TASK REQUIREMENTS -> Copy the lines from the line containing "Exercise. Identify the broken" through the line containing "(1157, 259)" verbatim.

######

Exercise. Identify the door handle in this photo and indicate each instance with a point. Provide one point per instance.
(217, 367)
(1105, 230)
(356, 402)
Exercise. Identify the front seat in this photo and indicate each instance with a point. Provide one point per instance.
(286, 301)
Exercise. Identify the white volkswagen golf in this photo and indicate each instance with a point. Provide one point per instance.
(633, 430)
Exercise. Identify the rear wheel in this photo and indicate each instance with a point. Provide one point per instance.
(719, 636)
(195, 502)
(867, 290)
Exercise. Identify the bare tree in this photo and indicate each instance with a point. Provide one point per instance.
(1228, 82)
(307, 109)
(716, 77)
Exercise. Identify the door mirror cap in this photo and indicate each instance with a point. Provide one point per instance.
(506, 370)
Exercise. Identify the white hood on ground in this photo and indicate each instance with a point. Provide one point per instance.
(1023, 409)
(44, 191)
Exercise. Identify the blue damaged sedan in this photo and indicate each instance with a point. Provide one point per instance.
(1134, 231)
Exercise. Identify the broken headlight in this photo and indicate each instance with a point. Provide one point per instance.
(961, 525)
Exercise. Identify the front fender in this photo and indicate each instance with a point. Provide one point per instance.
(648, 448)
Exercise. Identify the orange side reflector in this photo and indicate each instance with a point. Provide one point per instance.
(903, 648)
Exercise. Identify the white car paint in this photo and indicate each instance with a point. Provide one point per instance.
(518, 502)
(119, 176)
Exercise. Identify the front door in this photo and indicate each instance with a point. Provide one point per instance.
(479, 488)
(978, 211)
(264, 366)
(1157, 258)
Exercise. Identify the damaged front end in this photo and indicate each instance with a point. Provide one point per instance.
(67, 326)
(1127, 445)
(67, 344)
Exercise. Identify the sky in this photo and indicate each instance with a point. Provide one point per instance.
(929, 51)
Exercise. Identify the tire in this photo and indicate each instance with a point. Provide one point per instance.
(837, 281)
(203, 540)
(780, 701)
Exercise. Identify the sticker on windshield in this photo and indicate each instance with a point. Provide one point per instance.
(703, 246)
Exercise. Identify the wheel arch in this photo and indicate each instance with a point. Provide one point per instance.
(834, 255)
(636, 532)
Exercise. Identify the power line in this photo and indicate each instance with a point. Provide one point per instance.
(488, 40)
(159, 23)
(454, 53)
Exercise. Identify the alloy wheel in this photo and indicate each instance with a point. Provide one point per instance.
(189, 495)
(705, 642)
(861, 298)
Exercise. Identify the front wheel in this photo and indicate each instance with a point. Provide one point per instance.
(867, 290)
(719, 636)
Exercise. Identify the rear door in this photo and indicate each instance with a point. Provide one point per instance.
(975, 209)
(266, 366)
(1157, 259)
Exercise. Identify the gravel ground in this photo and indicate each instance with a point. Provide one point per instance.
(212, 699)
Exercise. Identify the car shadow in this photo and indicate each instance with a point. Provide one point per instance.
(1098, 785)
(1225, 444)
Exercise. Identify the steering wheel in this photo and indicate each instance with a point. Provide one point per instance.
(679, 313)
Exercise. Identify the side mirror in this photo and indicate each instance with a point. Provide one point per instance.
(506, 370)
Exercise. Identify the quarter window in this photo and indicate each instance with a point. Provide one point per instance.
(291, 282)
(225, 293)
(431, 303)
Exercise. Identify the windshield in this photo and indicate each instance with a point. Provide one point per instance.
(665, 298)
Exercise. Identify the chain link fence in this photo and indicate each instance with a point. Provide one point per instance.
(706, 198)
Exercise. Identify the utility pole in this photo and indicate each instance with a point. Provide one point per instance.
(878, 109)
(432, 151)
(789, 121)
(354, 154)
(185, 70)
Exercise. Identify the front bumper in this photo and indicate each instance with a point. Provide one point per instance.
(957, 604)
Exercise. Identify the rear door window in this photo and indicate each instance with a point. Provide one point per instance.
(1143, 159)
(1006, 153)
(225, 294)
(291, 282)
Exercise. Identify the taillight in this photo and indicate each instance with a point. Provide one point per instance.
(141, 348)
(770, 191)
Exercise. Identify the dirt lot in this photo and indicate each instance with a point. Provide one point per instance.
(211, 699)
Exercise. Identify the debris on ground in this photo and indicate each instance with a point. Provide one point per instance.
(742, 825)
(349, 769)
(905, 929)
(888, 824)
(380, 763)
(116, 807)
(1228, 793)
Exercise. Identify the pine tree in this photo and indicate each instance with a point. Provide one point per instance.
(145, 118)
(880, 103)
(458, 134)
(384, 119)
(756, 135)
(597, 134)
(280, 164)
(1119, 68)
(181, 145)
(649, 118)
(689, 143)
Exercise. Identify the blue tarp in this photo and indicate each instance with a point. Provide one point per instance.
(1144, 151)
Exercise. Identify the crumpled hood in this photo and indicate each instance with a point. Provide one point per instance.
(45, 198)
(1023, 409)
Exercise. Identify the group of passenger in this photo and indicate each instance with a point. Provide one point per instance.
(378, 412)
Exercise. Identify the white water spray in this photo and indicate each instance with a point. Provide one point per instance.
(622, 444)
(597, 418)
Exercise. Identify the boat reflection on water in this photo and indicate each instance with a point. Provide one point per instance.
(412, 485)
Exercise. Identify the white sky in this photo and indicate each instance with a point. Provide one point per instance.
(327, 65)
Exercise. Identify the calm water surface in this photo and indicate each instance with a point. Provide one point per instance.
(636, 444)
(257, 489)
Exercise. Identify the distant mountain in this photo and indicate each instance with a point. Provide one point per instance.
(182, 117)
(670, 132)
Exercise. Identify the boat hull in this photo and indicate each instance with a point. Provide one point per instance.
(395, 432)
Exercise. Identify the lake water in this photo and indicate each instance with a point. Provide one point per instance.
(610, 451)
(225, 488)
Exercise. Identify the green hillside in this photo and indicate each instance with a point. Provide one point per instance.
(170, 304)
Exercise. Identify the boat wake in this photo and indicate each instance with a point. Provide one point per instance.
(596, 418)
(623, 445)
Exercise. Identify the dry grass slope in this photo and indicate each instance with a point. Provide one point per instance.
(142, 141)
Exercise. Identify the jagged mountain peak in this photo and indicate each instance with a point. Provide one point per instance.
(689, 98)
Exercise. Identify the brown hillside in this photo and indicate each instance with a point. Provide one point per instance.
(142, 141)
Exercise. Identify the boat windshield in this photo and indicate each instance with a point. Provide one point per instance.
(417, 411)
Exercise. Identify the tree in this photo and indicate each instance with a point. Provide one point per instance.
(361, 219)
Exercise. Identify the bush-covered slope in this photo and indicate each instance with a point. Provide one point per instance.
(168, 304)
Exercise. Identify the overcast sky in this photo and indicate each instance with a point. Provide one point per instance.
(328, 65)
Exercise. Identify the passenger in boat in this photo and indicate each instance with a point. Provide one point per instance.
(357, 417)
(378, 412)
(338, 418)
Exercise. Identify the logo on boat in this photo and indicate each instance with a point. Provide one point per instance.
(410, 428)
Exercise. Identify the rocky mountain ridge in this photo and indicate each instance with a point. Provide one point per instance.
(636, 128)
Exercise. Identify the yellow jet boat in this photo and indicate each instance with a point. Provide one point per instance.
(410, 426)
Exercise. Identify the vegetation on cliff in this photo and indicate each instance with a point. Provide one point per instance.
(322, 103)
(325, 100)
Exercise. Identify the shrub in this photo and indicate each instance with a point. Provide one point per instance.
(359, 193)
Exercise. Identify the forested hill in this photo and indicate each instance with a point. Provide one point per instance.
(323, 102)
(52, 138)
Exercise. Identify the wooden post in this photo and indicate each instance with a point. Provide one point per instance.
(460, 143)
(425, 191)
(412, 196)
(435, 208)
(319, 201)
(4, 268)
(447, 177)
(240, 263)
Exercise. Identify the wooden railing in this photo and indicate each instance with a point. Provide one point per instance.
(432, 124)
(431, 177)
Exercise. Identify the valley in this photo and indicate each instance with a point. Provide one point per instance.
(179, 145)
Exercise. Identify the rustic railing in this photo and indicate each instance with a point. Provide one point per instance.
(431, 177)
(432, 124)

######

ANSWER TO THE EXERCISE ->
Exercise. Identify the broken headlight in this photo and indicate each instance with a point. Provide one point per instance.
(961, 525)
Exercise. Identify the front fender in this photo and indicate each instance with a point. Provide one point per instance.
(648, 448)
Exercise. Identify the orange side reflector in this photo and indicate each instance with a point. Provide one point per instance.
(903, 648)
Exercise. Identify the white car paint in this photo and indicate each instance with a point. Provide one point per instance.
(518, 502)
(119, 176)
Exercise. Identify the front door in this photo and indicate each instance with a point. Provide one point per instance.
(479, 488)
(978, 211)
(264, 366)
(1157, 258)
Exercise. Identify the damaged front end in this photo and indicate each instance with a point. Provide one point per instance.
(67, 326)
(1127, 445)
(67, 344)
Exercise. Identify the sky in this photo and indicate each instance with a point. Provide one point per instance.
(929, 51)
Exercise. Identify the tire in this photo and indicate each instance with a point. Provide one point per instance.
(837, 281)
(203, 540)
(780, 701)
Exercise. Identify the sticker on windshield in this photo and indicate each instance with a point. Provide one point per instance.
(703, 246)
Exercise. Identify the wheel arch in this photo and indicate each instance with a point. Provide one point per instance.
(834, 255)
(636, 532)
Exercise. Identify the power line in this photo and indicate each instance with a point. Provide one point per instance.
(488, 40)
(159, 23)
(454, 53)
Exercise. Identify the alloy wheel in this photo and indicate each instance with a point. Provide one point per instance.
(189, 495)
(705, 642)
(861, 298)
Exercise. Identify the front wheel in this photo and indicate each instance with a point. Provide one point per instance.
(867, 290)
(719, 636)
Exercise. Identify the rear door in this photo and indicate each instance with a point. Provide one point per instance.
(975, 209)
(266, 366)
(1157, 259)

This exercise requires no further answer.